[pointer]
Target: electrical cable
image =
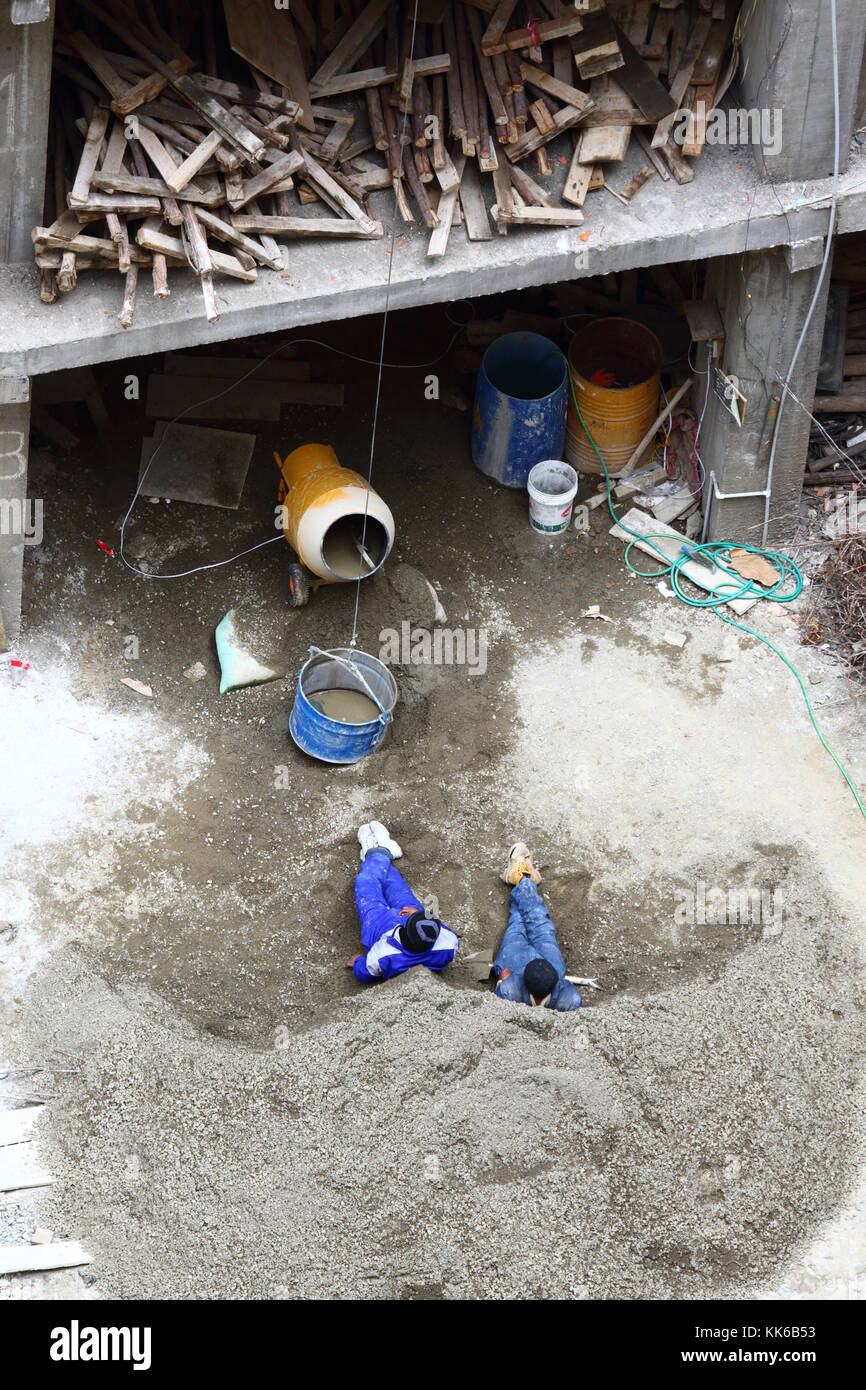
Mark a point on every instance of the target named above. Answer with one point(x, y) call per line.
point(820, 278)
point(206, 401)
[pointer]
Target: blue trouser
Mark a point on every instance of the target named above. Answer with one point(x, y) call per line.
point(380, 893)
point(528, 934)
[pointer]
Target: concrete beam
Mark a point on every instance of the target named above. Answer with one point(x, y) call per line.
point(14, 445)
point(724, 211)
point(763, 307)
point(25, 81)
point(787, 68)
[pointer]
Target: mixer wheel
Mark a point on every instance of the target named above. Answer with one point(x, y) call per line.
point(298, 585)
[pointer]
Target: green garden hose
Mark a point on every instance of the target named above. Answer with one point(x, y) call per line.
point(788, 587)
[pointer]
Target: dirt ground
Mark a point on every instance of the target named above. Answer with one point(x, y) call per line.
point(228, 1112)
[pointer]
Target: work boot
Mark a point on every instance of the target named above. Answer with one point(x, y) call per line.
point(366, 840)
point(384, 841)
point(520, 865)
------------
Directive: Return the lines of the entries above from the first line through the line containing "point(528, 934)", inclusive, reproducing each one character for character. Leave the pictures out of your answer.

Written answer:
[pointer]
Target: electrical cable
image =
Mark a point on every instance of the target named above. Answer with one point(x, y) call per line.
point(820, 278)
point(206, 401)
[pointer]
Target: blue trouser
Mark a point on every instance of the target named above. Answer with one point(x, y) call per line.
point(380, 893)
point(528, 934)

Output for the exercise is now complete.